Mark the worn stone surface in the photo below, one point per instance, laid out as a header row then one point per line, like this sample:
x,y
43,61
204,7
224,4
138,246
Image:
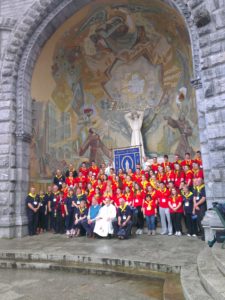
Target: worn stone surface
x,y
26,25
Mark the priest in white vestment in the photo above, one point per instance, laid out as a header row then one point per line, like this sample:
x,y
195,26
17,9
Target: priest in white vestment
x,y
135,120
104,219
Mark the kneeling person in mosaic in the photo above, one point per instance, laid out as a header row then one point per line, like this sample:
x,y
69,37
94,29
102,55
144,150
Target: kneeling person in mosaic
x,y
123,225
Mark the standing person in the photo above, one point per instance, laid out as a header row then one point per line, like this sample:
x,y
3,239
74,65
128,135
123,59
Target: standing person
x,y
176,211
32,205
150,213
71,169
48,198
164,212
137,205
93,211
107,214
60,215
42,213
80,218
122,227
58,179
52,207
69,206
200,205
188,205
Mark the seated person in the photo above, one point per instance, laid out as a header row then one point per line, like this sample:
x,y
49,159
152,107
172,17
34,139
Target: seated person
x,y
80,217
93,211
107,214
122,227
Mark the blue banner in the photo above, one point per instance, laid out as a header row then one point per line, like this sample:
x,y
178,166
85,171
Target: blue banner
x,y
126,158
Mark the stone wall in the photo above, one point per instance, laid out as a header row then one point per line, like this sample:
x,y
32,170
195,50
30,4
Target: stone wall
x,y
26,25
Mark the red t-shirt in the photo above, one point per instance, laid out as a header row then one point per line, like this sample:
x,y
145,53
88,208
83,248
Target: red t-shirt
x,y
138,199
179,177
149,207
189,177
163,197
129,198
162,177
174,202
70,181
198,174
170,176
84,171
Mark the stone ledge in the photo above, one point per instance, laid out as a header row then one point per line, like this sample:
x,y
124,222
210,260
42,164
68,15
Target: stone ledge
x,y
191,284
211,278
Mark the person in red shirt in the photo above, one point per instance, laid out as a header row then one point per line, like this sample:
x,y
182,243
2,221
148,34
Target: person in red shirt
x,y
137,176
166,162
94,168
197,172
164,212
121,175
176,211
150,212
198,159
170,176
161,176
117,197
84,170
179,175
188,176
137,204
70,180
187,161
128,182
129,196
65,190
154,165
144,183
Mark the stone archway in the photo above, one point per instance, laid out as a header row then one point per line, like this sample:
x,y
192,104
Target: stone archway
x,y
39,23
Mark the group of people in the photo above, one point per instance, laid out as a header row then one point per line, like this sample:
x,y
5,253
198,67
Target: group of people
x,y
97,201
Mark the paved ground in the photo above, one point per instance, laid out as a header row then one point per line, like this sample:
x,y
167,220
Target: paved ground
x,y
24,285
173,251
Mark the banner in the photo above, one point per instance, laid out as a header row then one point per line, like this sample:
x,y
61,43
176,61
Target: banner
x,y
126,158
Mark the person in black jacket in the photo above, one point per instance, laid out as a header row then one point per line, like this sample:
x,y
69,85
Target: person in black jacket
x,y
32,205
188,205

++++++++++

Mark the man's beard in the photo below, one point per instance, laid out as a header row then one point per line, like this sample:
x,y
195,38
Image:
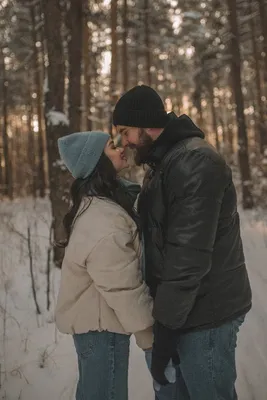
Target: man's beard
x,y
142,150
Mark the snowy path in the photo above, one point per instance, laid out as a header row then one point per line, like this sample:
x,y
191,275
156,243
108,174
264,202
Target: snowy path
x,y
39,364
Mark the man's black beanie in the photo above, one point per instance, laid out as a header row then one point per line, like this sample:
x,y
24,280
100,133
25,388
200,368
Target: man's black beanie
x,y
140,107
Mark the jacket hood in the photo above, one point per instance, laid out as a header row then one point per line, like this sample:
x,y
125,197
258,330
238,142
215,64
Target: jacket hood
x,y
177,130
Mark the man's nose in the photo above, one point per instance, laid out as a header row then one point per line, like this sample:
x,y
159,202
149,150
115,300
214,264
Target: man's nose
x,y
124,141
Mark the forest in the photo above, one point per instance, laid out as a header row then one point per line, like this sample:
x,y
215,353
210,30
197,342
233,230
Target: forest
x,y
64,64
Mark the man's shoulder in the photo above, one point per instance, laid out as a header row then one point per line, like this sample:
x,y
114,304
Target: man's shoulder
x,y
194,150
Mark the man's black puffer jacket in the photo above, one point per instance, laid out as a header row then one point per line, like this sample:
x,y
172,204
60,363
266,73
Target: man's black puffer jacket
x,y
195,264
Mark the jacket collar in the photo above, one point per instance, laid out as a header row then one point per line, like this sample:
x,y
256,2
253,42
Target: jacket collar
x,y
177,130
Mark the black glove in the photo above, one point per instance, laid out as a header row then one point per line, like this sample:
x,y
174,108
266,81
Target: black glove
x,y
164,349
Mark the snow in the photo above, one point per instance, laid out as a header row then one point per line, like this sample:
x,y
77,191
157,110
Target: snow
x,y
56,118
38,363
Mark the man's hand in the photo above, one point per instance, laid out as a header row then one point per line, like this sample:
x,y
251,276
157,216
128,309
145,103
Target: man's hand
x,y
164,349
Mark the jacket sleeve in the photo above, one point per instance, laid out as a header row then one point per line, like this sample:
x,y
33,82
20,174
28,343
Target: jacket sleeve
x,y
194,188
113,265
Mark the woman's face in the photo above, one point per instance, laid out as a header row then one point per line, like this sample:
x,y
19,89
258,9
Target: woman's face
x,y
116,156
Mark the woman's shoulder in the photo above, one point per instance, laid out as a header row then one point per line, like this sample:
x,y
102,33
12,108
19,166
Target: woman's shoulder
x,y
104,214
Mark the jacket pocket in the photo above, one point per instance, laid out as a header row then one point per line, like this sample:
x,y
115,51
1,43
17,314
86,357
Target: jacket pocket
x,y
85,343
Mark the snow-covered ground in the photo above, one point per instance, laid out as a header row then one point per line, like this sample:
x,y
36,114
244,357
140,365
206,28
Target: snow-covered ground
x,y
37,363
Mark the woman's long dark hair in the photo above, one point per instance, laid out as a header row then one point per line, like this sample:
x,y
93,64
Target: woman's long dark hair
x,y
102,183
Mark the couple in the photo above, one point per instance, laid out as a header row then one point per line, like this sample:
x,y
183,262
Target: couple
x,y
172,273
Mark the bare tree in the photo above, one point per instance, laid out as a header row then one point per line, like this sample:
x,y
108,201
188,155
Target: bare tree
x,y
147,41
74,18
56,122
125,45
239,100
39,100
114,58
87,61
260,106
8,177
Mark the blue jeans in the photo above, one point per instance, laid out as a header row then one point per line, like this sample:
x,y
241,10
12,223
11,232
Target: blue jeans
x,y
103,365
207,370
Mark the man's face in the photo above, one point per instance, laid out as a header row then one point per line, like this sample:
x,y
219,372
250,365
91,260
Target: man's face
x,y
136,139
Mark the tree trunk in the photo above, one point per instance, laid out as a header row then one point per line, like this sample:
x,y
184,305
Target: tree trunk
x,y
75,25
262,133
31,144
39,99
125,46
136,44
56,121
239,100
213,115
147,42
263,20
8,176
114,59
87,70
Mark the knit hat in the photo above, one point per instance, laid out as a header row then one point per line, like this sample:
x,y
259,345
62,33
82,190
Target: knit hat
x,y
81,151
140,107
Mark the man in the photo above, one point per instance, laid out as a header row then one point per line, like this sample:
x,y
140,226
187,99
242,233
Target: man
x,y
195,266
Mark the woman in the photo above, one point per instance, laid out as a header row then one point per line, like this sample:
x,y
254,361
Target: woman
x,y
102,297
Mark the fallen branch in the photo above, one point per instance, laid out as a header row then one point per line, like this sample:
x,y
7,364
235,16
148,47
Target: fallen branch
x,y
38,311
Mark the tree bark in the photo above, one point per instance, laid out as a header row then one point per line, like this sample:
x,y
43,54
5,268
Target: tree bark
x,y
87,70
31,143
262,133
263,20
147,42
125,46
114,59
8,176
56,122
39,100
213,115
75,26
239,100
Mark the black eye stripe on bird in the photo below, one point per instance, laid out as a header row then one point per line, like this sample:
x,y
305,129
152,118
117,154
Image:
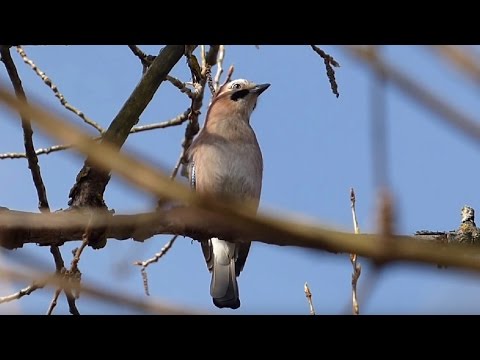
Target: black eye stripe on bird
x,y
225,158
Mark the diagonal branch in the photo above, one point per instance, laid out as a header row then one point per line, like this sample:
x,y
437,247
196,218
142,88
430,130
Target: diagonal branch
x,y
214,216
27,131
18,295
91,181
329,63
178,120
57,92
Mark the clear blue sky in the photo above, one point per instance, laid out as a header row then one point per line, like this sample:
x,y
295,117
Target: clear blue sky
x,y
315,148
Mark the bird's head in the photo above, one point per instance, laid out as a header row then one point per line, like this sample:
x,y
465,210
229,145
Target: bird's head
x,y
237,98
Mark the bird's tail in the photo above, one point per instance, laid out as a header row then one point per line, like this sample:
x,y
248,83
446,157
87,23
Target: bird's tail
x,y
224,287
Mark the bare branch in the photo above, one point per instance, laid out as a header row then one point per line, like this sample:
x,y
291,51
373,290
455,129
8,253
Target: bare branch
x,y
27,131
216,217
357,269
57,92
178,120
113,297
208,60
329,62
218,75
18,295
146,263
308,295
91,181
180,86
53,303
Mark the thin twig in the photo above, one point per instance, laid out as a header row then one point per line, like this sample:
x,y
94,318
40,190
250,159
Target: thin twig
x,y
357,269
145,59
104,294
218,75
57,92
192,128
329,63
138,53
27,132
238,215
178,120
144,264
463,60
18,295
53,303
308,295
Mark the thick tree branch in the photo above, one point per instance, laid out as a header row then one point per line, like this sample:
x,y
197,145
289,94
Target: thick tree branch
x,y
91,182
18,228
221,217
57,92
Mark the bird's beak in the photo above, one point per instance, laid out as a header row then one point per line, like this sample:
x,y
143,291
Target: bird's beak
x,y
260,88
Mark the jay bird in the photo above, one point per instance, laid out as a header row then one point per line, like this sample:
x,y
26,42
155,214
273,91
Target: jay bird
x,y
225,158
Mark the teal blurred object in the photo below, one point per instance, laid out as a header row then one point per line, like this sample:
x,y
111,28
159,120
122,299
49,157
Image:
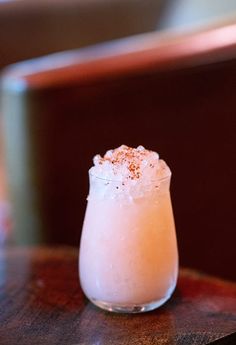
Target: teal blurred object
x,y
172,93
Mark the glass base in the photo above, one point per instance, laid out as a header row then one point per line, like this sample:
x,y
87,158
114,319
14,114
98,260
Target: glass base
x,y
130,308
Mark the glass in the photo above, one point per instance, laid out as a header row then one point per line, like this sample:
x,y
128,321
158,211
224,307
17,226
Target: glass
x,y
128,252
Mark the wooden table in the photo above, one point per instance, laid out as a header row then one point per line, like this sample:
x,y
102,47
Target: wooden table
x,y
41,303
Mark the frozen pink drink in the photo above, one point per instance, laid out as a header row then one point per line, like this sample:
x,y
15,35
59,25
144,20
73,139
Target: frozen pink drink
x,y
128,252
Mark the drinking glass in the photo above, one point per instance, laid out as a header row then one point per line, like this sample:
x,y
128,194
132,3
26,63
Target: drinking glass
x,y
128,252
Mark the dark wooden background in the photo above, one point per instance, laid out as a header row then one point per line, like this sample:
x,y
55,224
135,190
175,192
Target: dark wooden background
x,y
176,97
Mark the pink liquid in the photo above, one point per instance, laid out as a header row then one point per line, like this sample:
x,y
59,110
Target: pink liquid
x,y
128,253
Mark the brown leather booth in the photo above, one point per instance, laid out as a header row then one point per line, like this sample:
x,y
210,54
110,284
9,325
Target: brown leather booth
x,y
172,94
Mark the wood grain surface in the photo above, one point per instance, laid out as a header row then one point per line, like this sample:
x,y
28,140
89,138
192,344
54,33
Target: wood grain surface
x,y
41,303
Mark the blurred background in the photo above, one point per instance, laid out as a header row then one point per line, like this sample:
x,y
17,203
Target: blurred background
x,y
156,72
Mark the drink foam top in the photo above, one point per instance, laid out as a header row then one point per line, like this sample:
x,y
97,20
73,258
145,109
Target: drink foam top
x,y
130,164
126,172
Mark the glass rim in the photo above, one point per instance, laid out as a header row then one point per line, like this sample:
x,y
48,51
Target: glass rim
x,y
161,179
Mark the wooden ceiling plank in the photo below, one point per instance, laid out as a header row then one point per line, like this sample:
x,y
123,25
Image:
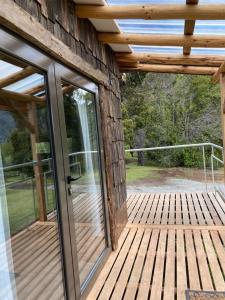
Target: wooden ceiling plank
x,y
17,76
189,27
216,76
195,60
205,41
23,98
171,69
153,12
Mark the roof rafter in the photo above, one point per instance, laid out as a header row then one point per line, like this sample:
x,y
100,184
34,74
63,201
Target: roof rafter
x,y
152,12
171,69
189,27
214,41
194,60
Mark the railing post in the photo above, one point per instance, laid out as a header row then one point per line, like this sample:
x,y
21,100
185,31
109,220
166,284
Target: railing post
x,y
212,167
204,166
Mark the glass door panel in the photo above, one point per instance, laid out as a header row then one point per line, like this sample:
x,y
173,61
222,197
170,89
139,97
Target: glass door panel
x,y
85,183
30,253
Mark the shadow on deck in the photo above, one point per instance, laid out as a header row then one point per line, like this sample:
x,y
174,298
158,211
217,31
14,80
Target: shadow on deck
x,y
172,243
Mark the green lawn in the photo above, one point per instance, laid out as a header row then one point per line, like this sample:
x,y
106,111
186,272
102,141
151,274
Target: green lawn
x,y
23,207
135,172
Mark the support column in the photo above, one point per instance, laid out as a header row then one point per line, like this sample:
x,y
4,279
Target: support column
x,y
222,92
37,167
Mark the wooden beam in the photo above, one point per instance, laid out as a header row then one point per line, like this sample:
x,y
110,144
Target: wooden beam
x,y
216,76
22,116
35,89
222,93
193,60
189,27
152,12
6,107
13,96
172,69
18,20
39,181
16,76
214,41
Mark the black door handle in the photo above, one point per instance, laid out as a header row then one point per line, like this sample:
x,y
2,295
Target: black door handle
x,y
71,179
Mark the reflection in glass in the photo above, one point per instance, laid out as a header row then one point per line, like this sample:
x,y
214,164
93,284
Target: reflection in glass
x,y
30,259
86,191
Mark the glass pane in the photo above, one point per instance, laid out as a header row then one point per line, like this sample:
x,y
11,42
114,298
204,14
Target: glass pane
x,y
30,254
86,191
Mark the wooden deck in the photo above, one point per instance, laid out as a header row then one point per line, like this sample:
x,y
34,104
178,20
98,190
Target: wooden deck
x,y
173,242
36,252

++++++++++

§ **Problem**
From the entries above, extract each line containing "below".

§ **Task output**
Mark the worn stone surface in the photo below, one point per instance, laid out as a header row then one point per line, like this sample:
Mark the man's beard in the photo below, one point per instance, laid out as a header row then one point per line, like this sample:
Mark the black eye stripe on bird in the photo below, one point per instance, laid out as a header row then one point per line, like this sample:
Mark the teal blurred object in the photo below, one point per instance, laid out as a header row then one point per line, like this sample:
Mark the wooden ceiling plank in the photo below, one point per instance, laid out as a header row then one point per line, like this sample:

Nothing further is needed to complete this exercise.